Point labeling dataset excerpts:
---*---

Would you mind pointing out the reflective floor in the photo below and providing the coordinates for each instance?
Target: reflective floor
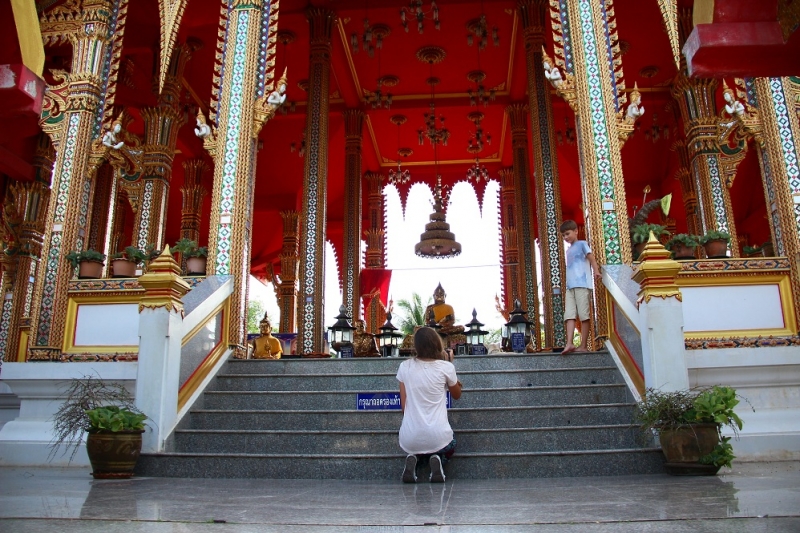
(751, 497)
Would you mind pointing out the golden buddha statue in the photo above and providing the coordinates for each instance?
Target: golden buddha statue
(443, 313)
(364, 344)
(266, 346)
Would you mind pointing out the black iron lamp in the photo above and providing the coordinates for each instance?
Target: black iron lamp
(342, 334)
(475, 336)
(389, 339)
(519, 328)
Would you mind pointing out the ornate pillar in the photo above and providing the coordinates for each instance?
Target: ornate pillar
(696, 99)
(527, 289)
(510, 252)
(193, 193)
(88, 88)
(161, 125)
(289, 264)
(376, 232)
(24, 218)
(311, 303)
(779, 158)
(351, 247)
(545, 161)
(241, 107)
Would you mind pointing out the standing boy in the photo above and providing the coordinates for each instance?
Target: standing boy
(579, 284)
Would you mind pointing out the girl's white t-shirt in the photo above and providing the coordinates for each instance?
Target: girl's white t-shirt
(425, 427)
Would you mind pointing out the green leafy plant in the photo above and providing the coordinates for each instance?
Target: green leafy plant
(189, 248)
(82, 396)
(113, 418)
(660, 411)
(75, 257)
(715, 235)
(641, 233)
(683, 239)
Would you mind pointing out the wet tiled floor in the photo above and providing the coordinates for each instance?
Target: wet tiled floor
(750, 497)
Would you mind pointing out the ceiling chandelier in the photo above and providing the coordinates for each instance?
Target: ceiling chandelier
(438, 242)
(414, 10)
(400, 175)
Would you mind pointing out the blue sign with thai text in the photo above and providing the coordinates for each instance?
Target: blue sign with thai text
(383, 401)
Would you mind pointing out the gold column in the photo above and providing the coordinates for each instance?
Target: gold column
(161, 126)
(510, 253)
(74, 131)
(696, 99)
(528, 289)
(545, 161)
(376, 232)
(243, 92)
(779, 156)
(289, 269)
(311, 302)
(351, 247)
(193, 193)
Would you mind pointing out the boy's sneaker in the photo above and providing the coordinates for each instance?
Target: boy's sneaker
(437, 472)
(409, 472)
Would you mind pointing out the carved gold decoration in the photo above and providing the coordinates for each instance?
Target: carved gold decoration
(657, 273)
(163, 284)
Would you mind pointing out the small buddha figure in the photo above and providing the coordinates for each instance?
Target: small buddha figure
(443, 313)
(364, 344)
(266, 346)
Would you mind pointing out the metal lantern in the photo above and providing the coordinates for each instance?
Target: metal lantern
(342, 330)
(519, 328)
(475, 336)
(389, 339)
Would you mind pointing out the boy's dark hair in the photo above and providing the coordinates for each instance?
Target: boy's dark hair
(428, 344)
(567, 225)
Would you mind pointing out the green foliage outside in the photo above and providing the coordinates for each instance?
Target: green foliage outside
(412, 313)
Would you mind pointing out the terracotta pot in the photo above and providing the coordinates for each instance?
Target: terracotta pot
(90, 270)
(682, 251)
(114, 455)
(716, 249)
(123, 268)
(683, 447)
(196, 266)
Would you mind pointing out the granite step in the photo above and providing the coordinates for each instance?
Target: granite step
(466, 418)
(363, 382)
(494, 397)
(390, 364)
(497, 439)
(388, 466)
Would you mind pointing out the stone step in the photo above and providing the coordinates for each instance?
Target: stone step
(493, 397)
(460, 418)
(389, 364)
(496, 439)
(389, 466)
(381, 381)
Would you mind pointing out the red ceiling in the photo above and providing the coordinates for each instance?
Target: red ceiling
(280, 171)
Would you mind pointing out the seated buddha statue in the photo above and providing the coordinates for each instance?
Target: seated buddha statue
(266, 346)
(364, 344)
(443, 313)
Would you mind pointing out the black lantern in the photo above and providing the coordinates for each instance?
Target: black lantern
(342, 334)
(389, 339)
(519, 329)
(475, 336)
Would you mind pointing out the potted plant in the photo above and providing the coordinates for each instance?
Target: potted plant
(689, 426)
(89, 263)
(194, 255)
(113, 424)
(641, 234)
(715, 244)
(123, 264)
(682, 246)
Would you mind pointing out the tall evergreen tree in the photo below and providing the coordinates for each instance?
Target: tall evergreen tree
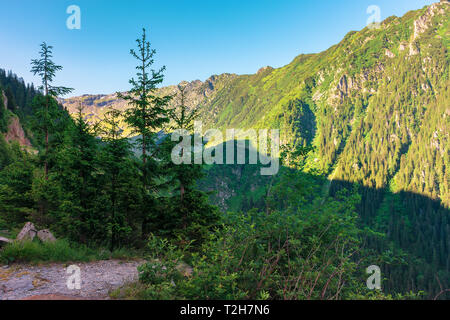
(46, 69)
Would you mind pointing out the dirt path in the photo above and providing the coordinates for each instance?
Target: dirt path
(49, 282)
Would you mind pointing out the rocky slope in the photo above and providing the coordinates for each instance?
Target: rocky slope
(375, 105)
(15, 130)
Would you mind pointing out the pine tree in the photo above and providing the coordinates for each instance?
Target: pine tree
(46, 69)
(146, 116)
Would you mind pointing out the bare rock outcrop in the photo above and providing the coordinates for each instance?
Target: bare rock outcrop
(28, 232)
(16, 133)
(4, 240)
(46, 236)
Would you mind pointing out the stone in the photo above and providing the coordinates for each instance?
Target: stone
(46, 236)
(28, 232)
(4, 240)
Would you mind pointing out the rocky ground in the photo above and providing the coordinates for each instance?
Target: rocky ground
(49, 281)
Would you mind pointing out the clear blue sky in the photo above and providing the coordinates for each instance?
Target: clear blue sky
(194, 39)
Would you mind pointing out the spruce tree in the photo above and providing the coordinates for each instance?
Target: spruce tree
(46, 69)
(146, 116)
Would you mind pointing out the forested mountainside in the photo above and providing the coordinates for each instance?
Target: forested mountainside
(363, 178)
(375, 107)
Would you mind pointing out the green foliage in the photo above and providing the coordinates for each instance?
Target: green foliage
(35, 252)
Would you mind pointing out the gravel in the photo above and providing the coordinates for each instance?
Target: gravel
(97, 279)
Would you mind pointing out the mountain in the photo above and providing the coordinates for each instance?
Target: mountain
(15, 106)
(376, 109)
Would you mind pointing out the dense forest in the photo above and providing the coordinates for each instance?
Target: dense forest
(364, 176)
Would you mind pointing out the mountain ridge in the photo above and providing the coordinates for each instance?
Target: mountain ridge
(363, 103)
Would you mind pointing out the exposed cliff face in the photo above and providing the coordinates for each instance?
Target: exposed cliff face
(375, 99)
(16, 133)
(15, 130)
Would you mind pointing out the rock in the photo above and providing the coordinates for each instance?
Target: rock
(46, 236)
(24, 283)
(4, 240)
(28, 232)
(16, 133)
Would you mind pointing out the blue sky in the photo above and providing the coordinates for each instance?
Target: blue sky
(194, 39)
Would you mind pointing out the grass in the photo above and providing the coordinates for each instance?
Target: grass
(58, 251)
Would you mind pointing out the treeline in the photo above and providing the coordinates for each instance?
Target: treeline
(18, 97)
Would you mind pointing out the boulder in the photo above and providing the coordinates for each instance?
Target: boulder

---*---

● PROBLEM STATEMENT: Rewrite every line in the stretch from "Would you mind pointing out the exposed" through the end of the items, and increase each coordinate in the answers by 26.

● WRITTEN RESPONSE:
Would you mind pointing out the exposed cliff face in the photo above and providing the coordinates for each instance?
Target: exposed cliff face
(401, 125)
(42, 159)
(41, 156)
Would you mind pointing out the rock in the photo above and providing the coordinates for each instance?
Target: rock
(72, 262)
(50, 309)
(30, 266)
(54, 258)
(42, 159)
Would you mind pointing out the blue sky in the photo above and providing the coordinates for each instance?
Target: blue sky
(220, 65)
Would you mind pointing out the grass in the photo above and providing the coordinates for each instance?
Target: grass
(84, 277)
Would you mind pointing out the treeline in the photo above and providing the coordinates for each instance?
Target: treeline
(44, 123)
Would you mind pointing out the boulder in the photo above and providing the coordinates for each instance?
Target: boulder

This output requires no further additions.